(Exercise) Skip the images. Copy the records exactly as written.

(Region pointing data)
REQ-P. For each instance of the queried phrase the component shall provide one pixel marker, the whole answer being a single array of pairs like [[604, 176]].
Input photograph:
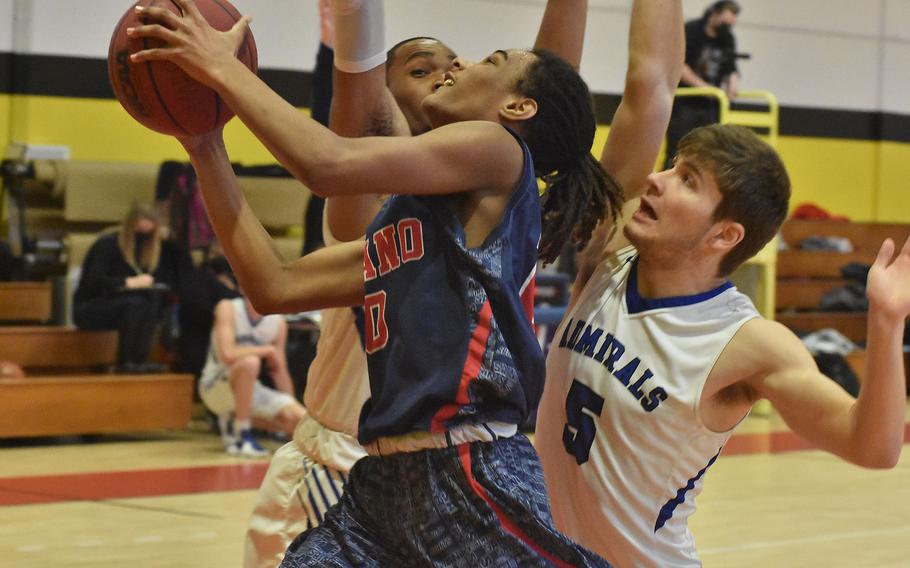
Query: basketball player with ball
[[306, 475], [454, 363]]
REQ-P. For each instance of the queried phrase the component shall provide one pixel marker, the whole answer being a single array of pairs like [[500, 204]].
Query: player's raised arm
[[656, 48], [332, 276], [562, 29], [362, 104], [332, 165]]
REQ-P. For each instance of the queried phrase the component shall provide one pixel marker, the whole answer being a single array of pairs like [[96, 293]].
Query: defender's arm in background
[[562, 29], [362, 105], [656, 48]]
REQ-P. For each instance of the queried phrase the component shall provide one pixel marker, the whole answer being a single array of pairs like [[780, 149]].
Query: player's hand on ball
[[190, 42]]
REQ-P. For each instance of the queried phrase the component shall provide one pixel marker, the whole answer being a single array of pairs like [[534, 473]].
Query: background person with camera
[[710, 62]]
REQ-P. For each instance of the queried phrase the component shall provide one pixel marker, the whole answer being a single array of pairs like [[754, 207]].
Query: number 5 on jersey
[[578, 434]]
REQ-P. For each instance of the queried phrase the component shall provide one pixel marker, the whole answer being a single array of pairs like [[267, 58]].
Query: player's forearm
[[879, 413], [562, 29], [656, 47]]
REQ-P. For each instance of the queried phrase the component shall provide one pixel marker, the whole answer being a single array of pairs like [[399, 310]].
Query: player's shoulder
[[766, 345]]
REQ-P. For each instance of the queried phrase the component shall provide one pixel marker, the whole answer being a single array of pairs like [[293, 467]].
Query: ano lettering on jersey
[[393, 246], [608, 350]]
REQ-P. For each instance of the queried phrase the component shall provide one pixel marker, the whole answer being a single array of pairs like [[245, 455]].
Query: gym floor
[[171, 499]]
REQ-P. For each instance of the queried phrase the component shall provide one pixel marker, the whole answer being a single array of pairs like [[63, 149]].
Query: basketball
[[159, 94]]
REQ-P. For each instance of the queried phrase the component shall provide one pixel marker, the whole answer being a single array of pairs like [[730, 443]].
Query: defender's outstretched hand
[[888, 286], [190, 42]]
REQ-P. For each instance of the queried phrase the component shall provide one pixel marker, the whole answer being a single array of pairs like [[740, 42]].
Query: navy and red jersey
[[447, 329]]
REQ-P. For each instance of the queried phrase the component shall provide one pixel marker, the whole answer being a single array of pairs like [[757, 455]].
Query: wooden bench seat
[[804, 293], [26, 302], [60, 397], [851, 325], [817, 264], [94, 404], [57, 349]]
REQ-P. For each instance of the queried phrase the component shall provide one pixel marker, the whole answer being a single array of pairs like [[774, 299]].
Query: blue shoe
[[246, 446]]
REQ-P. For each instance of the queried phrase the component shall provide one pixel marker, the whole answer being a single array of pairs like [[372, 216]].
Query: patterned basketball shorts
[[472, 505]]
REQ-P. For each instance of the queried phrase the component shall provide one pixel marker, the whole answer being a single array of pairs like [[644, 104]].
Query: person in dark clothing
[[8, 263], [206, 285], [124, 284], [710, 62]]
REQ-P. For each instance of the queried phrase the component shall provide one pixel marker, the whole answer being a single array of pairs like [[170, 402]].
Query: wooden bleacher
[[68, 389], [804, 277], [25, 302]]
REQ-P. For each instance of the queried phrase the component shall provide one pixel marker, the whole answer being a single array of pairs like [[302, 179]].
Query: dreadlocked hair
[[579, 193]]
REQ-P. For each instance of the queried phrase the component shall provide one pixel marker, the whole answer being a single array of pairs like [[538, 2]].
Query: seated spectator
[[242, 342], [126, 277], [208, 284]]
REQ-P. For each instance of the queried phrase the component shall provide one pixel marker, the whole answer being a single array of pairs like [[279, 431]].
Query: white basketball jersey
[[618, 429], [263, 331]]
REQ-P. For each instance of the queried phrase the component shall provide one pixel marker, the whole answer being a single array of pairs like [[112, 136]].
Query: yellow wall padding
[[862, 179]]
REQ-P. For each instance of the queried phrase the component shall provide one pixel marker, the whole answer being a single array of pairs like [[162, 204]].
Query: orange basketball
[[158, 93]]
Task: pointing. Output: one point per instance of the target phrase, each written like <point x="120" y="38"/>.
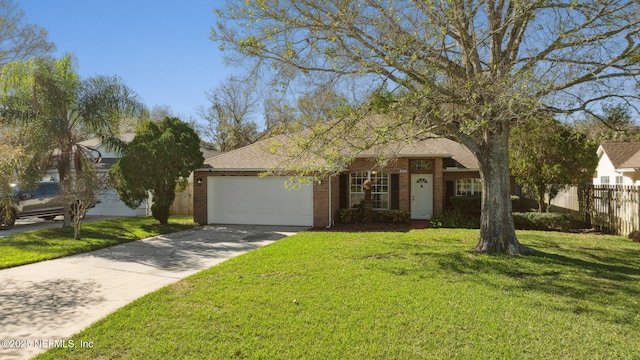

(Answer to this exercise)
REQ-P. For each instance of the queried phrase the component shall provide one pixel marker, the whole answer being a single array of pairs like [[604, 176]].
Input photograph:
Query: basketball player with ball
[[306, 475], [454, 363]]
REQ-P. For each instance of the queried phrase the component shall provide one pixel marker, the whole answer being a single array of pairs like [[500, 204]].
Query: player's raised arm
[[656, 48], [332, 276], [562, 29], [362, 104], [332, 165]]
REQ-P. For each instance of the queried phrase the component shall provide one pixel marker, the whole answer being a single array of pairs like [[96, 293]].
Query: defender's arm in background
[[562, 29], [362, 105], [656, 48]]
REQ-P. For each instance of the queried phrase the component shall provide one pixel marker, the whole answer being a single array of pairs like [[780, 149]].
Query: player's hand on ball
[[190, 42]]
REQ-P. For each instance of the queried phrase the component shall provide one pixel marker, the whole answer being a single array of pairs like [[534, 473]].
Query: background person with camera
[[710, 62]]
REQ-P. For each instance of the queried phrase the component shall provide one pixel marker, the whole answer being a single array of pairs like [[754, 207]].
Query: number 5 on jersey
[[578, 434]]
REQ-P. For each instance of the queried phrase the component shall provide one pixel marker, the whole answer being a single array of pairs like [[267, 58]].
Query: player's forearm
[[879, 413], [562, 29], [656, 47]]
REQ-P. For each instance of the queried phrase the component shall provide one pixel marker, the whole answer being a single array of pairs like [[399, 310]].
Query: player's shoulder
[[766, 345]]
REQ-P. For each instance of the queried phrase the component shall provide one pixel marker, the whole answer being a single array of pairs like [[293, 467]].
Query: ano lettering on jersey
[[393, 246], [608, 350]]
REQ-P. For each instance of the queried phrase the component shall provide one pixel marker, the whole answer being a single array of pairs like [[245, 455]].
Query: gym floor
[[171, 499]]
REQ-P. For each instance of the queried phrase the component shall provide one pixel marker, the whole answer being a single array of pairs like [[63, 149]].
Query: basketball
[[159, 94]]
REQ-P. For each instance of the queried phrase the component shall provide one pixel marker, the whole answer being a single array of pairs like [[730, 443]].
Query: defender's outstretched hand
[[888, 286], [190, 42]]
REQ-P. For each instance of the queried phrase the component shall provide one pixel marker, the whole answer being a single array of pairs like [[740, 42]].
Query: navy and red jersey
[[447, 329]]
REQ-P. For each instance of the queried phrase the component shall provide one pixel marker, the whole answer being a single array of pairs like [[757, 455]].
Query: wooden bench seat
[[804, 293], [26, 302], [60, 397], [851, 325], [817, 264], [94, 404], [57, 349]]
REQ-P. For each instance of the queried phrase the component shall provide one pixel marker, the whole answer being a single array of pairs like [[774, 299]].
Query: blue shoe
[[246, 446]]
REQ-P. For each instance of the queried phrase the component shall provide one pixel marker, the whole answer being a single array of pairs like [[372, 216]].
Query: patterned basketball shorts
[[472, 505]]
REQ-P. For each instance of the queried phrase the component shall provide one pixel marker, the whole answer being a single array of pairs like [[644, 104]].
Query: person in dark clothing
[[8, 263], [206, 285], [124, 284], [710, 62]]
REQ-P. For each instance of the queried phrase the component shall provide one pixel marker, the whole answer being a single array of pairs like [[170, 402]].
Query: wooden bleacher
[[68, 389], [804, 277], [25, 302]]
REQ-P. For each instance of the queried phrase the component shall provide one pixel marker, the whole answer being a single array of pairs like [[302, 179]].
Query: dreadlocked hair
[[579, 193]]
REQ-P. For each instance of the queried phrase the component shall provide one pixel marker, the whole answer being a single array of pairs like [[538, 2]].
Query: seated spectator
[[242, 342], [126, 277], [208, 284]]
REQ-P. For each instance of the queried phrase the component shall provide one pixel marker, the whole answer being a single array of pairs like [[279, 431]].
Query: white basketball jersey
[[618, 429], [263, 331]]
REQ-P. For each instance of the queried phrase the component shall provide one pixel marker, the whole answer being a single array of pairs like [[112, 136]].
Query: yellow wall padding
[[862, 179]]
REQ-P. For each instance of the queried phrase the component shall provide one pixel marker, the whole answer being a single array of pairs like [[162, 204]].
Query: orange basketball
[[158, 93]]
Task: pointing. Output: one point per instance of the target phrase, each written like <point x="120" y="38"/>.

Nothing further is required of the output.